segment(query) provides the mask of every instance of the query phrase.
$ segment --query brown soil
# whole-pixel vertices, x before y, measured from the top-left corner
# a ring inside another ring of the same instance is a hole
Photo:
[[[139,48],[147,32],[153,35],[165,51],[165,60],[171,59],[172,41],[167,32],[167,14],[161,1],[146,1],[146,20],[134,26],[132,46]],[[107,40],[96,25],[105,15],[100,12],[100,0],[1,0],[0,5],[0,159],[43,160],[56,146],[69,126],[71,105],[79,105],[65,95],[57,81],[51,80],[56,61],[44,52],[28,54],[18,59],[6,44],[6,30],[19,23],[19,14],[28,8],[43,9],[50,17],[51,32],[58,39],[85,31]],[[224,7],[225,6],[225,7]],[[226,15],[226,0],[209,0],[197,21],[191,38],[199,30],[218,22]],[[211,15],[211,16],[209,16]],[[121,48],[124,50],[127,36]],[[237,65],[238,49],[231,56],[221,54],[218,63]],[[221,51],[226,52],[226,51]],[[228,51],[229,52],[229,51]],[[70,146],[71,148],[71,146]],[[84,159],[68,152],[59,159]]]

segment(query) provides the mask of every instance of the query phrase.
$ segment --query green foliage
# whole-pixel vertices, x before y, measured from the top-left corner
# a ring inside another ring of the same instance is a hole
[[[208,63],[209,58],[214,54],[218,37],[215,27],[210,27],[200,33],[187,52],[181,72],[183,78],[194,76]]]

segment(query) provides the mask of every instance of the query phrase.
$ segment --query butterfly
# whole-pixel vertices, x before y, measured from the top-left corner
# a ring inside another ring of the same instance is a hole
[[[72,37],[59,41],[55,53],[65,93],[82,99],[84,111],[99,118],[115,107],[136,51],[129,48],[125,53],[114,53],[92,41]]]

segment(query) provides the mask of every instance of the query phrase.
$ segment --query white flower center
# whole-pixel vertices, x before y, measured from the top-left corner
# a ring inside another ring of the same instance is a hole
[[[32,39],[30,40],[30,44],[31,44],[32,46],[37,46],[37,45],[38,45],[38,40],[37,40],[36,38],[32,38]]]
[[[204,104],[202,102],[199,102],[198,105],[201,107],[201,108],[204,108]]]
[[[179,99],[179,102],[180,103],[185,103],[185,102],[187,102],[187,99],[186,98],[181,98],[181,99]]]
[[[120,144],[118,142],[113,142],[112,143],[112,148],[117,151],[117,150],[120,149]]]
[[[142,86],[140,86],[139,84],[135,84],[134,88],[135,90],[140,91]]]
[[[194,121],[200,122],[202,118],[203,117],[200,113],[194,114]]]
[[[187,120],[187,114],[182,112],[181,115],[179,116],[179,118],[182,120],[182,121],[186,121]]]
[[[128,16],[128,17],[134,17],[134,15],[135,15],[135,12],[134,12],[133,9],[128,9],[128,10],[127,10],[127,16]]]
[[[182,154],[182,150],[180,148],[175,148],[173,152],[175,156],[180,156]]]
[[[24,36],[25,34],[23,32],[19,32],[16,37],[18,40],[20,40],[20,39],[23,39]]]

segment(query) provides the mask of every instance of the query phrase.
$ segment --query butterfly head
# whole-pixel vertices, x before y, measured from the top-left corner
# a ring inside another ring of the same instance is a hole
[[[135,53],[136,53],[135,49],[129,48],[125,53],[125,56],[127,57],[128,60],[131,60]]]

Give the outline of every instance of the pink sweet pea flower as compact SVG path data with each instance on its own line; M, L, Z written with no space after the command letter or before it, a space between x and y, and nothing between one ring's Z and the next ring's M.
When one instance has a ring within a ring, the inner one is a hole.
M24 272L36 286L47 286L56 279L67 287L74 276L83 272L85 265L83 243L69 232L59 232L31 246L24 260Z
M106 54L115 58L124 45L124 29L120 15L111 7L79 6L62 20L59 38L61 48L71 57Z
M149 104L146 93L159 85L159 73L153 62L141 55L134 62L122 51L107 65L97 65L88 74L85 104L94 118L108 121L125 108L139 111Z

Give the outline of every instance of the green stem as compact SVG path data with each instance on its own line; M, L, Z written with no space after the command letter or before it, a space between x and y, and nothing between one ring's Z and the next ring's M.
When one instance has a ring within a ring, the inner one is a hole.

□ □ □ □ □ □ □

#### WHAT TO WORK ON
Reproduce every line of the records above verbatim, preserving each character, space, and line break.

#### RESULT BELOW
segment(query) provides the mask of every instance of the query phrase.
$ segment --query brown soil
# whole-pixel vertices, x before y, measured from the top-left corner
# a ring inside another ring of the same instance is a hole
Photo:
[[[139,48],[147,32],[153,35],[165,51],[165,60],[171,59],[172,41],[167,32],[167,14],[161,1],[146,1],[146,20],[134,26],[132,46]],[[107,40],[96,25],[105,15],[100,12],[100,0],[1,0],[0,5],[0,159],[43,160],[56,146],[69,126],[71,105],[79,105],[65,95],[57,81],[51,80],[56,61],[44,52],[28,54],[18,59],[6,44],[6,30],[19,23],[19,14],[28,8],[43,9],[50,17],[51,32],[58,39],[85,31]],[[224,7],[225,6],[225,7]],[[226,15],[226,0],[209,0],[197,21],[191,38],[199,30],[218,22]],[[211,15],[211,16],[209,16]],[[121,48],[124,50],[127,36]],[[237,65],[238,49],[231,56],[221,54],[218,63]],[[221,51],[226,52],[226,51]],[[228,51],[229,52],[229,51]],[[70,146],[71,148],[71,146]],[[84,159],[68,152],[59,159]]]

segment(query) provides the mask of every instance of the query phrase.
$ segment --query green foliage
# whole-pixel vertices, x before y, measured from the top-left corner
# a ring inside another ring of the same instance is a hole
[[[208,63],[209,58],[214,54],[218,37],[215,27],[210,27],[200,33],[187,52],[181,72],[183,78],[194,76]]]

segment(query) provides the mask of every instance of the query phrase.
$ segment --query butterfly
# whole-pixel vertices, x before y, measured from the top-left corner
# a ring inside another ring of the same instance is a hole
[[[72,37],[59,41],[55,53],[65,93],[82,99],[84,111],[99,118],[115,107],[136,51],[129,48],[125,53],[114,53],[92,41]]]

segment(query) provides the mask of every instance of the query phrase.
$ segment --query white flower center
# whole-pixel vertices, x before y, measured from the top-left corner
# a ring inside another ring of the same instance is a hole
[[[32,39],[30,40],[30,44],[31,44],[32,46],[37,46],[37,45],[38,45],[38,40],[37,40],[36,38],[32,38]]]
[[[204,104],[202,102],[199,102],[198,105],[201,107],[201,108],[204,108]]]
[[[179,99],[179,102],[180,103],[185,103],[185,102],[187,102],[187,99],[186,98],[181,98],[181,99]]]
[[[120,144],[118,142],[113,142],[112,143],[112,148],[117,151],[117,150],[120,149]]]
[[[142,86],[140,86],[139,84],[135,84],[134,88],[135,90],[140,91]]]
[[[194,121],[200,122],[202,118],[203,117],[200,113],[194,114]]]
[[[187,120],[187,114],[182,112],[181,115],[179,116],[179,118],[182,120],[182,121],[186,121]]]
[[[128,16],[128,17],[134,17],[134,15],[135,15],[135,12],[134,12],[133,9],[128,9],[128,10],[127,10],[127,16]]]
[[[182,154],[182,150],[180,148],[175,148],[173,152],[175,156],[180,156]]]
[[[24,36],[25,34],[23,32],[19,32],[16,37],[18,40],[20,40],[20,39],[23,39]]]

segment(query) provides the mask of every instance of the query phrase.
$ segment --query butterfly head
# whole-pixel vertices, x before y, measured from the top-left corner
# a ring inside another ring of the same instance is a hole
[[[135,53],[136,53],[135,49],[129,48],[125,53],[125,56],[127,57],[128,60],[131,60]]]

Give the outline of every instance of the pink sweet pea flower as compact SVG path data with each instance on its own line; M, L, Z written with no space after the command letter or before it, a space between x and y, and nothing between one ring's Z and the next ring's M.
When one instance has a ring within a ring, the inner one is a hole.
M24 272L36 286L47 286L56 279L67 287L74 276L83 272L85 265L83 243L69 232L59 232L31 246L24 260Z
M106 54L115 58L124 45L124 29L120 15L111 7L79 6L62 20L59 38L61 48L71 57Z
M149 104L146 93L159 85L159 73L153 62L141 55L134 62L122 51L107 65L97 65L88 74L85 104L94 118L108 121L125 108L139 111Z

Give the outline of every instance of the green stem as compact SVG path data with each instance on its own line; M, L, Z written with no space after the command letter or before it, a space between x and y, and nothing between one ring's Z and the next ring's M.
When one instance has a ring within a ring, the inner one is a hole.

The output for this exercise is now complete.